Directive: Copy the lines below word for word, starting with the line that contains "Using the specimen image, mark the dark jeans" and ending with the line that contains "[71,27,175,162]".

═══

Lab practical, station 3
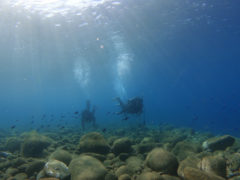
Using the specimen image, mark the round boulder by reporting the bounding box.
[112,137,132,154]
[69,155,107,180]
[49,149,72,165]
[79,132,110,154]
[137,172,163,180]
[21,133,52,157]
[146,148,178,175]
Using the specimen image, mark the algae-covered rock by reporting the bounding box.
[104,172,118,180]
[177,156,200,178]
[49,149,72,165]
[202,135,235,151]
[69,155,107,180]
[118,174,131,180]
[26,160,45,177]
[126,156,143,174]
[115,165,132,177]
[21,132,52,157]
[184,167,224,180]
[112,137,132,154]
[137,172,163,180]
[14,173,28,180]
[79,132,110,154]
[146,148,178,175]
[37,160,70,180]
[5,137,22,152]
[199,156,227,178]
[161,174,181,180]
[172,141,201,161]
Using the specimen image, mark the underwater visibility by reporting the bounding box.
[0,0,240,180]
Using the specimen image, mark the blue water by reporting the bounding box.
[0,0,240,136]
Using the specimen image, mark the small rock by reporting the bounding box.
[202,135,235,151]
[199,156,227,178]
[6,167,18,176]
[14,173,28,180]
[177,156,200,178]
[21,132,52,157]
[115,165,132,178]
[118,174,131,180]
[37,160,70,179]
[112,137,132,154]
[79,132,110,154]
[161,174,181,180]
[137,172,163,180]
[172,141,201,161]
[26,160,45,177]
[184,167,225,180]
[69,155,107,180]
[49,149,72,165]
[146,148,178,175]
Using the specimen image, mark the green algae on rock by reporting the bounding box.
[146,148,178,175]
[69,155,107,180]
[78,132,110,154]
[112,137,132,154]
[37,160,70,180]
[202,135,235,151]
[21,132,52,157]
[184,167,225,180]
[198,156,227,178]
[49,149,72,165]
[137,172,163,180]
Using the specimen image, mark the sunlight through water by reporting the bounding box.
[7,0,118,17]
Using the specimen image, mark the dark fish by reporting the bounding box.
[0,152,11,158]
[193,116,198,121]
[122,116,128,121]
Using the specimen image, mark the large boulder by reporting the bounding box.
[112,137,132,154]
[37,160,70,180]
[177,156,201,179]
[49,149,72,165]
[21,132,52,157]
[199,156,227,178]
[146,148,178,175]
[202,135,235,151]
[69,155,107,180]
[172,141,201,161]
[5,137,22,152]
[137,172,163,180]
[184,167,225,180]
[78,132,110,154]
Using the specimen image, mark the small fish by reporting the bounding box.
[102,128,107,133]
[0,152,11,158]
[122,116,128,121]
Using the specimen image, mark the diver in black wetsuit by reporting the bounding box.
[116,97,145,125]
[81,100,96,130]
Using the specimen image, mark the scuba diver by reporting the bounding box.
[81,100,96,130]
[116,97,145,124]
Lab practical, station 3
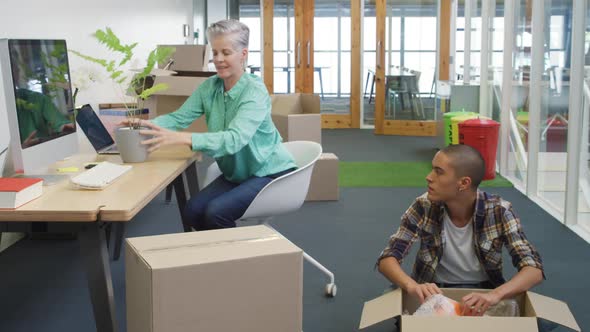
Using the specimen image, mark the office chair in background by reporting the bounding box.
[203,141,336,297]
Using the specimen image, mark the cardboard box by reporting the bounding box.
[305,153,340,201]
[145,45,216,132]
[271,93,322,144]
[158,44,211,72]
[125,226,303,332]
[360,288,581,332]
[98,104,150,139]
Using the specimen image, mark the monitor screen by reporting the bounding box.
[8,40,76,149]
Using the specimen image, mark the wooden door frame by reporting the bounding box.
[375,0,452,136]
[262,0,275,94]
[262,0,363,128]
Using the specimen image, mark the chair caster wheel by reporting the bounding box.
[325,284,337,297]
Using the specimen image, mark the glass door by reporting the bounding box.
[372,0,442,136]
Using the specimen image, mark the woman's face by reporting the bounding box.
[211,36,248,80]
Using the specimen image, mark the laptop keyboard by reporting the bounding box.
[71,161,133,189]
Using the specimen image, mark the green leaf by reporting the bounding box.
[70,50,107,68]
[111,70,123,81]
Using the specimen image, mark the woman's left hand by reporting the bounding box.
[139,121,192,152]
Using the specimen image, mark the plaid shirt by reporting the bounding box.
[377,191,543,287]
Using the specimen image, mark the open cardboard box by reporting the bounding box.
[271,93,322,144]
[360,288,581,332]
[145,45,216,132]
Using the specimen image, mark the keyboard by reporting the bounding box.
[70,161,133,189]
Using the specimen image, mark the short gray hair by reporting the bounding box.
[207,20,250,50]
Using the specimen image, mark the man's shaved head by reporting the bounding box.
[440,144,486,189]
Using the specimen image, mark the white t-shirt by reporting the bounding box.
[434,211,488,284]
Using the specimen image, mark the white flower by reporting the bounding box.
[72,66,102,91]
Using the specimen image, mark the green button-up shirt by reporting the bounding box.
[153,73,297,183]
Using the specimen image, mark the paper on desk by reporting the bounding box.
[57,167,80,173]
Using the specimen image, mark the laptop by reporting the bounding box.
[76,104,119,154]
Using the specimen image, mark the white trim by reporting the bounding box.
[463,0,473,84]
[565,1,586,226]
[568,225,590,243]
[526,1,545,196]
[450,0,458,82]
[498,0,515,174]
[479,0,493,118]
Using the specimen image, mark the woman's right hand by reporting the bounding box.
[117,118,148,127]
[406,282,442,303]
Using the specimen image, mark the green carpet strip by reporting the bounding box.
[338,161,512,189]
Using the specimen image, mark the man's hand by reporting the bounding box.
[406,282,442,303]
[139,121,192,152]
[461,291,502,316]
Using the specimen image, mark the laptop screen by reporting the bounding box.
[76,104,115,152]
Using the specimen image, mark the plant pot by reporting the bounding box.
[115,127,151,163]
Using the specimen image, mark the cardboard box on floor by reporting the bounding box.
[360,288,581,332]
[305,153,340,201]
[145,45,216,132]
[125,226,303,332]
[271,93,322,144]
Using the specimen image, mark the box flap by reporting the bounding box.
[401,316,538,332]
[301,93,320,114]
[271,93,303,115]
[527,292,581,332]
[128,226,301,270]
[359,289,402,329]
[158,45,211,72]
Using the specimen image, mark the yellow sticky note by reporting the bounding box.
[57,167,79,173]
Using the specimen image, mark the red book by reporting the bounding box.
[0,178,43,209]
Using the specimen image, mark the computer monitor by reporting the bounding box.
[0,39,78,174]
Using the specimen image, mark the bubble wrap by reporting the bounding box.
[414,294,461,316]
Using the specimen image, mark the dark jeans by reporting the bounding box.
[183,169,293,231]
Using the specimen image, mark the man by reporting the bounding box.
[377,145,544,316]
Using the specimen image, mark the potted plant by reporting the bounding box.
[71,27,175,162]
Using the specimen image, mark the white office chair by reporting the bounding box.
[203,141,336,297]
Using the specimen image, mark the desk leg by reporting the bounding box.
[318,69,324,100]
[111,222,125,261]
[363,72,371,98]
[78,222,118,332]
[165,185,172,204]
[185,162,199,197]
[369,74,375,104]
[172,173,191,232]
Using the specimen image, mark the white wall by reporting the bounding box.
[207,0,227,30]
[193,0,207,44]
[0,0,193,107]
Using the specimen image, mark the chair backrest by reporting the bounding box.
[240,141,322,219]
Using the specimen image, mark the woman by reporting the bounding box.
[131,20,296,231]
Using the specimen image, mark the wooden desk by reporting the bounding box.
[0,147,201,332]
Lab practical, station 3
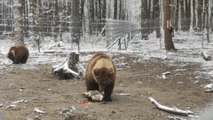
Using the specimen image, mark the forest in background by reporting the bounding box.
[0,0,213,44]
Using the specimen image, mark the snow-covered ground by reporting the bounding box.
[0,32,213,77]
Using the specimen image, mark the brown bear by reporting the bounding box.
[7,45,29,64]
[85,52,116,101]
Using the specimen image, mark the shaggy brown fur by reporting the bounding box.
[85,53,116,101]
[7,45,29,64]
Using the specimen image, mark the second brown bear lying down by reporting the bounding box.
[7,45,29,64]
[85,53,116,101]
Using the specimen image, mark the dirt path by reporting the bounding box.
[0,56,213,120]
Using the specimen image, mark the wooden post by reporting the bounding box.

═══

Answer below:
Using the specimen image, mark the dark jeans by reporting the bounding box.
[183,169,293,231]
Using the specimen image, mark the man by reporting the bounding box.
[377,145,544,316]
Using the specimen image, mark the potted plant by reporting the bounding box.
[71,27,175,162]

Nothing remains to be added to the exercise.